Alıştırma Görevleri -
1 > Organ ve doku bağışı metninde "3-9 Kasım Organ" ifadesinden "kurtarabileceğinin altını çizdi." ifadesine kadar olan kısmı hiçbir değişiklik yapmadan yazın.
2 > Organ ve doku bağışı metnine göre Dr. Volkan Ertuğrul hangi alanda uzmandır?

Metin Bölümü -

•••••

Organ ve Doku Bağışı Haftası: Farkındalık ve Önemi

3-9 Kasım Organ ve Doku Bağışı Haftası

Organ ve doku bağışının önemini vurgulamak amacıyla Anesteziyoloji ve Reanimasyon Uzmanı Dr. Volkan Ertuğrul, dikkat çekici açıklamalar yaptı. Organ ve doku bağışı, sağlık hizmetleri arasında belki de en kritik unsurlardan biridir. Dr. Ertuğrul, 2019 yılında başlayan pandemi sürecinin ardından organ ve doku bağışı sayısının önemli ölçüde azaldığına dikkat çekti. Yoğun bakımda beyin ölümü gerçekleşmiş her 4 hastadan yalnızca 1’inin organ bağışında bulunduğunu belirten Dr. Ertuğrul, tek bir kadavradan yapılan bağışın 8 kişinin hayatını kurtarabileceğinin altını çizdi.

Dr. Ertuğrul, “Her 4 kişiden 1’inin bağış yaptığı ve 1 kişinin bağışı ile 4 hayatın kurtulabildiği verisinden yola çıkarak, diğer 3 kişinin bağış yapmaması durumunda 24 hayatın olumsuz etkilendiğini” aktardı. Bu durumun farkındalığının artırılması gerektiğini vurgulayan Dr. Ertuğrul, organ ve doku bağışının önemine ilişkin şu ifadeleri kullandı:

“COVİD SONRASINDA BU DOKU VE ORGAN BAĞIŞI SAYISI OLDUKÇA AZALDI”

“Organ ve doku bağışı, aslında temel sağlık hizmetlerinin en önemli basamaklarından biridir. Bir kişi, bir organ veya doku bağışında bulunduğunda, özellikle yoğun bakımlarda kadavradan nakil yapıldığında, tek seferde 8 kişinin hayatını kurtarabiliyor. Ancak son dönemlerde, özellikle 2019’da yaşadığımız pandemi dönemi ve sonrasında organ ve doku bağışı sayısı oldukça azaldı. Yoğun bakımda beyin ölümü gerçekleşmiş her 4 hastadan yalnızca 1’i bağış yapıyor. Bu durumda, geriye kalan 3 kişiyi 8 ile çarptığımızda toplam 24 kişinin hayatı kaybediyor. Bu konuda farkındalığın artması şart. Covid öncesinde oldukça güzel bir ivme yakalanmıştı; sayılar oldukça umut vericiydi. Ancak pandemide yoğun bakımlara güvenin sarsılması, huzursuzluklar ve psikolojik etkiler organ ve doku bağışının sayısını azaltmış durumda. Bu durumu göz önünde bulundurursak, bir organ ve doku nakli yapıldığında 8 potansiyel hastanın (böbrek, karaciğer ve kalp yetmezliği olan hastalar) makinelere ya da ilaçlara bağımlı bir şekilde yaşamak zorunda kaldığını görüyoruz. Bu durum hem devlet için mali olarak büyük bir yük teşkil ediyor hem de hastaların insani ve sosyal yaşamlarını olumsuz etkiliyor. Organ ve doku bağışı yaparak, bu kişilerin hayatlarına dokunabilir ve onları sosyal ve finansal hayata geri döndürebiliriz.”

•••••

Veri Alıntısı -
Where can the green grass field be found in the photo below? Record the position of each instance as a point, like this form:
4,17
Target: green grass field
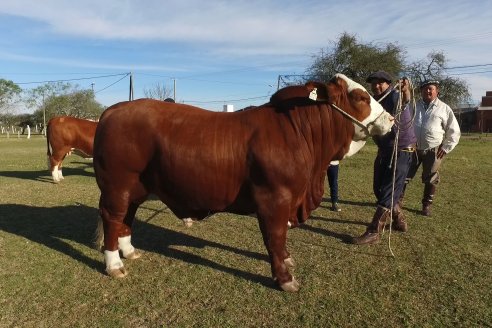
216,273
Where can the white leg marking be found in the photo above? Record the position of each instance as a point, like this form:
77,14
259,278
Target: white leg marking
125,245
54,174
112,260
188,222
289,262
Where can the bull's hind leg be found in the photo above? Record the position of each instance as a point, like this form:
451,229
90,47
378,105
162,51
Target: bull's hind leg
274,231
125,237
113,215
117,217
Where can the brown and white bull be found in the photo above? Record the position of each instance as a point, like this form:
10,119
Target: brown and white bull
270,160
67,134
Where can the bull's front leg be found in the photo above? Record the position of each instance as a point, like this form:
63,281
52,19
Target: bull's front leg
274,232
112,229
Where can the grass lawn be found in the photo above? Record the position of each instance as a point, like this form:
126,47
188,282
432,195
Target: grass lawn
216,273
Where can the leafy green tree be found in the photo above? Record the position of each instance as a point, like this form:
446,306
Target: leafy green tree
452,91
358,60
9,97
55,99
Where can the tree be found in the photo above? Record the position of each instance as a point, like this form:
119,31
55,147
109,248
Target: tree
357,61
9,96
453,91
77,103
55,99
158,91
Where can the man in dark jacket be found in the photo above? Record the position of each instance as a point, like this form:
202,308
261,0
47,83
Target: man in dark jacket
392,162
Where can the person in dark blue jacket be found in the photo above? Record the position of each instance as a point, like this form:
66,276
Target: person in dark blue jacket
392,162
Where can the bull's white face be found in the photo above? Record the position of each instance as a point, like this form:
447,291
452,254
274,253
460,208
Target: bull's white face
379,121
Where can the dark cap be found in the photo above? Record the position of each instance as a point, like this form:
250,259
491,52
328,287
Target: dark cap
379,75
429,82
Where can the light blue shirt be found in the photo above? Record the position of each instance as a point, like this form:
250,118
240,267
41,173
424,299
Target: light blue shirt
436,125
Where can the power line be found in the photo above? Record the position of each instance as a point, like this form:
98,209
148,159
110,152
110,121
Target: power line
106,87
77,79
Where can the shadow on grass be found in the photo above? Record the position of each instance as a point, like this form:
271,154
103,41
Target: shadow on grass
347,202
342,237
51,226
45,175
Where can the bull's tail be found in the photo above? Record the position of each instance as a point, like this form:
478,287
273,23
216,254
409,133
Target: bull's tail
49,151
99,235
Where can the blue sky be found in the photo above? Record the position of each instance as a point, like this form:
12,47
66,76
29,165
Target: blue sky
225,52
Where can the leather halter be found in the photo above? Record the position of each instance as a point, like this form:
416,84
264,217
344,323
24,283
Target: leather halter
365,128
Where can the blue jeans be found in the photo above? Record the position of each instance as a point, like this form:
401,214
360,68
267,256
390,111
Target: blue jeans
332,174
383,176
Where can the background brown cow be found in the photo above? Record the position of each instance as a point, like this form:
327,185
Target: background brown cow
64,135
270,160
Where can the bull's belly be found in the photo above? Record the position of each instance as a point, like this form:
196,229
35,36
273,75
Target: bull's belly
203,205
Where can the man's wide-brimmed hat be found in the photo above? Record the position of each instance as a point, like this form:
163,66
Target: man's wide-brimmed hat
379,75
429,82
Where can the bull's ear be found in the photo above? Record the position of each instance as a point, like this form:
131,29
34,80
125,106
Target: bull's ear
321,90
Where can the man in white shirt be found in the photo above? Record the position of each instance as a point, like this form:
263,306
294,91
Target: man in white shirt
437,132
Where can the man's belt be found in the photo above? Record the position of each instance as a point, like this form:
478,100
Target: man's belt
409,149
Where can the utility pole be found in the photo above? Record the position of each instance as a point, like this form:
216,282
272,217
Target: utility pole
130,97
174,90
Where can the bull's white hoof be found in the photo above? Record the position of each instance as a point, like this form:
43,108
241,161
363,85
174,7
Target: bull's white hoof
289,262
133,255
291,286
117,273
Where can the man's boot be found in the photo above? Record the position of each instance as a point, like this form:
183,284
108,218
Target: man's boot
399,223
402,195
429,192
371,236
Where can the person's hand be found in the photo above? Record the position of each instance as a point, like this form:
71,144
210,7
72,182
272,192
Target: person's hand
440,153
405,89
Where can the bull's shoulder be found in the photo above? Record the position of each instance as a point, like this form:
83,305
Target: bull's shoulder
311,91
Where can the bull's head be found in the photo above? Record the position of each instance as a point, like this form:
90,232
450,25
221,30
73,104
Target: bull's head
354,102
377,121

•••••

Cevap Anahtarı -
1 >
3-9 Kasım Organ ve Doku Bağışı Haftası

Organ ve doku bağışının önemini vurgulamak amacıyla Anesteziyoloji ve Reanimasyon Uzmanı Dr. Volkan Ertuğrul, dikkat çekici açıklamalar yaptı. Organ ve doku bağışı, sağlık hizmetleri arasında belki de en kritik unsurlardan biridir. Dr. Ertuğrul, 2019 yılında başlayan pandemi sürecinin ardından organ ve doku bağışı sayısının önemli ölçüde azaldığına dikkat çekti. Yoğun bakımda beyin ölümü gerçekleşmiş her 4 hastadan yalnızca 1’inin organ bağışında bulunduğunu belirten Dr. Ertuğrul, tek bir kadavradan yapılan bağışın 8 kişinin hayatını kurtarabileceğinin altını çizdi.

2 > Anesteziyoloji ve reanimasyon